→ **WHAT TO DO**
List each line of the data that holds the word "white".

→ **DATA RECORDS**
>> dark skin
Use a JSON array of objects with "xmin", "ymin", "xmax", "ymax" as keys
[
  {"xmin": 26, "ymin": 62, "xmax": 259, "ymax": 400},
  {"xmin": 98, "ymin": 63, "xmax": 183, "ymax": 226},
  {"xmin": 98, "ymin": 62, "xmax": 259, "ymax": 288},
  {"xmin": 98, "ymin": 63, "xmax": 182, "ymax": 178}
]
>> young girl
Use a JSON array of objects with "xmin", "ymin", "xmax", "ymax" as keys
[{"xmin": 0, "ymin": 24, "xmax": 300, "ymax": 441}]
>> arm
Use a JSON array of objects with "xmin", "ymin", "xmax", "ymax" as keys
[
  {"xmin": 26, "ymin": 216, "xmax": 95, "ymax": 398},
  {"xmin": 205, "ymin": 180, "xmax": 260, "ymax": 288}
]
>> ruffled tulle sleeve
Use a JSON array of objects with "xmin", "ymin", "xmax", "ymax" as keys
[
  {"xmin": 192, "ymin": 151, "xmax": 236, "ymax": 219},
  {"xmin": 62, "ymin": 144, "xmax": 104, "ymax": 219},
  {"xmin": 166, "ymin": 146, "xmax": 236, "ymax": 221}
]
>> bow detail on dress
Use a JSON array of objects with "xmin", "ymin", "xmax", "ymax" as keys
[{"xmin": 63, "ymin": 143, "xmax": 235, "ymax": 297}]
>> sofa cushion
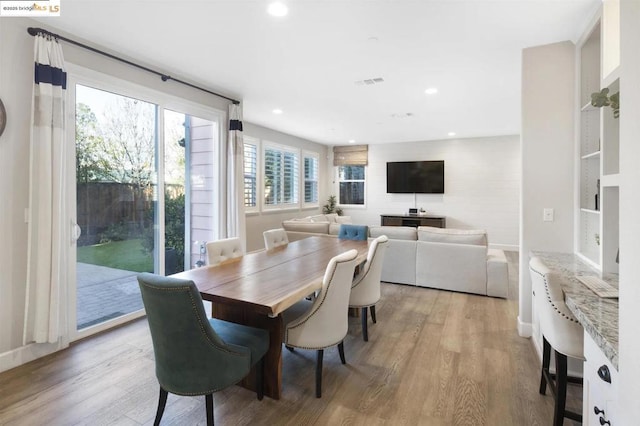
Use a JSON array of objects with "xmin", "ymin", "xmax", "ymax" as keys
[
  {"xmin": 417, "ymin": 226, "xmax": 487, "ymax": 246},
  {"xmin": 309, "ymin": 214, "xmax": 329, "ymax": 223},
  {"xmin": 282, "ymin": 221, "xmax": 329, "ymax": 234},
  {"xmin": 325, "ymin": 213, "xmax": 339, "ymax": 223},
  {"xmin": 329, "ymin": 223, "xmax": 341, "ymax": 235},
  {"xmin": 370, "ymin": 226, "xmax": 417, "ymax": 241},
  {"xmin": 335, "ymin": 215, "xmax": 352, "ymax": 224}
]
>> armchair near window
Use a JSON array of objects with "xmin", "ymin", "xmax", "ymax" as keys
[
  {"xmin": 281, "ymin": 249, "xmax": 359, "ymax": 397},
  {"xmin": 137, "ymin": 273, "xmax": 269, "ymax": 426}
]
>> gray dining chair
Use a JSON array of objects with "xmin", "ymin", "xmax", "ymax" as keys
[
  {"xmin": 281, "ymin": 249, "xmax": 359, "ymax": 398},
  {"xmin": 137, "ymin": 273, "xmax": 269, "ymax": 426}
]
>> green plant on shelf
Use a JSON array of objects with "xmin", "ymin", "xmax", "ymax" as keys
[{"xmin": 591, "ymin": 88, "xmax": 620, "ymax": 119}]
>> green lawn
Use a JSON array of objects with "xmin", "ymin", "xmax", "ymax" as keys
[{"xmin": 77, "ymin": 239, "xmax": 153, "ymax": 272}]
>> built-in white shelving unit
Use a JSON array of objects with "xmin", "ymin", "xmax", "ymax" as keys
[{"xmin": 577, "ymin": 6, "xmax": 620, "ymax": 273}]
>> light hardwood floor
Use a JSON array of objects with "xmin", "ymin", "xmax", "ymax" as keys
[{"xmin": 0, "ymin": 252, "xmax": 581, "ymax": 425}]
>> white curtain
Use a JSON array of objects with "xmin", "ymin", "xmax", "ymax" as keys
[
  {"xmin": 226, "ymin": 103, "xmax": 247, "ymax": 250},
  {"xmin": 23, "ymin": 34, "xmax": 69, "ymax": 345}
]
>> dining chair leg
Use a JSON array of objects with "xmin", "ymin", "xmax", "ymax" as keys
[
  {"xmin": 361, "ymin": 307, "xmax": 369, "ymax": 342},
  {"xmin": 316, "ymin": 349, "xmax": 324, "ymax": 398},
  {"xmin": 256, "ymin": 357, "xmax": 264, "ymax": 400},
  {"xmin": 540, "ymin": 336, "xmax": 551, "ymax": 395},
  {"xmin": 338, "ymin": 341, "xmax": 346, "ymax": 364},
  {"xmin": 370, "ymin": 305, "xmax": 377, "ymax": 323},
  {"xmin": 553, "ymin": 350, "xmax": 568, "ymax": 426},
  {"xmin": 205, "ymin": 393, "xmax": 214, "ymax": 426},
  {"xmin": 153, "ymin": 387, "xmax": 168, "ymax": 426}
]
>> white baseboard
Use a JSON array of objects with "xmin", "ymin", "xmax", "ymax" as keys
[
  {"xmin": 0, "ymin": 340, "xmax": 67, "ymax": 374},
  {"xmin": 517, "ymin": 316, "xmax": 533, "ymax": 337}
]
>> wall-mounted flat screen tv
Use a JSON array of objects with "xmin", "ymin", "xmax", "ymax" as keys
[{"xmin": 386, "ymin": 160, "xmax": 445, "ymax": 194}]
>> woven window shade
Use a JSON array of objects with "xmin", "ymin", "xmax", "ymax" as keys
[{"xmin": 333, "ymin": 145, "xmax": 368, "ymax": 166}]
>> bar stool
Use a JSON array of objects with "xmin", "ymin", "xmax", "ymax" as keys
[{"xmin": 529, "ymin": 257, "xmax": 584, "ymax": 426}]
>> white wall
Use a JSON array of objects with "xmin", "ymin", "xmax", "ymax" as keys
[
  {"xmin": 338, "ymin": 135, "xmax": 520, "ymax": 250},
  {"xmin": 617, "ymin": 0, "xmax": 640, "ymax": 421},
  {"xmin": 519, "ymin": 41, "xmax": 575, "ymax": 338},
  {"xmin": 243, "ymin": 122, "xmax": 328, "ymax": 252},
  {"xmin": 0, "ymin": 18, "xmax": 33, "ymax": 355}
]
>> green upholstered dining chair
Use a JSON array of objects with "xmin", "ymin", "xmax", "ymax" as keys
[{"xmin": 137, "ymin": 273, "xmax": 269, "ymax": 426}]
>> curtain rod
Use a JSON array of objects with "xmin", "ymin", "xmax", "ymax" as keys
[{"xmin": 27, "ymin": 27, "xmax": 240, "ymax": 105}]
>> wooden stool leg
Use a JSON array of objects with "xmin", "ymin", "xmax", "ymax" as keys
[
  {"xmin": 540, "ymin": 336, "xmax": 551, "ymax": 395},
  {"xmin": 553, "ymin": 350, "xmax": 568, "ymax": 426},
  {"xmin": 154, "ymin": 387, "xmax": 168, "ymax": 426},
  {"xmin": 205, "ymin": 393, "xmax": 214, "ymax": 426},
  {"xmin": 338, "ymin": 341, "xmax": 346, "ymax": 364},
  {"xmin": 361, "ymin": 307, "xmax": 369, "ymax": 342},
  {"xmin": 316, "ymin": 349, "xmax": 324, "ymax": 398}
]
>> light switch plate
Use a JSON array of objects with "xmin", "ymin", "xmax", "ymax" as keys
[{"xmin": 543, "ymin": 208, "xmax": 554, "ymax": 222}]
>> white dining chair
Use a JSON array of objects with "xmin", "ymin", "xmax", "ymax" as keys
[
  {"xmin": 349, "ymin": 235, "xmax": 388, "ymax": 341},
  {"xmin": 281, "ymin": 249, "xmax": 359, "ymax": 398},
  {"xmin": 263, "ymin": 228, "xmax": 289, "ymax": 250},
  {"xmin": 206, "ymin": 237, "xmax": 244, "ymax": 266}
]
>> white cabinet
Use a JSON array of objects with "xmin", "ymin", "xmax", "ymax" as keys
[
  {"xmin": 576, "ymin": 4, "xmax": 620, "ymax": 273},
  {"xmin": 583, "ymin": 332, "xmax": 618, "ymax": 425}
]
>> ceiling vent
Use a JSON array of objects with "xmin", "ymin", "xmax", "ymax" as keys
[
  {"xmin": 354, "ymin": 77, "xmax": 384, "ymax": 86},
  {"xmin": 390, "ymin": 112, "xmax": 414, "ymax": 118}
]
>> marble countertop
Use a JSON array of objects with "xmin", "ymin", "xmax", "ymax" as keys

→ **TASK ANSWER**
>> built-in white shelving unit
>> white curtain
>> white baseboard
>> white wall
>> white dining chair
>> white cabinet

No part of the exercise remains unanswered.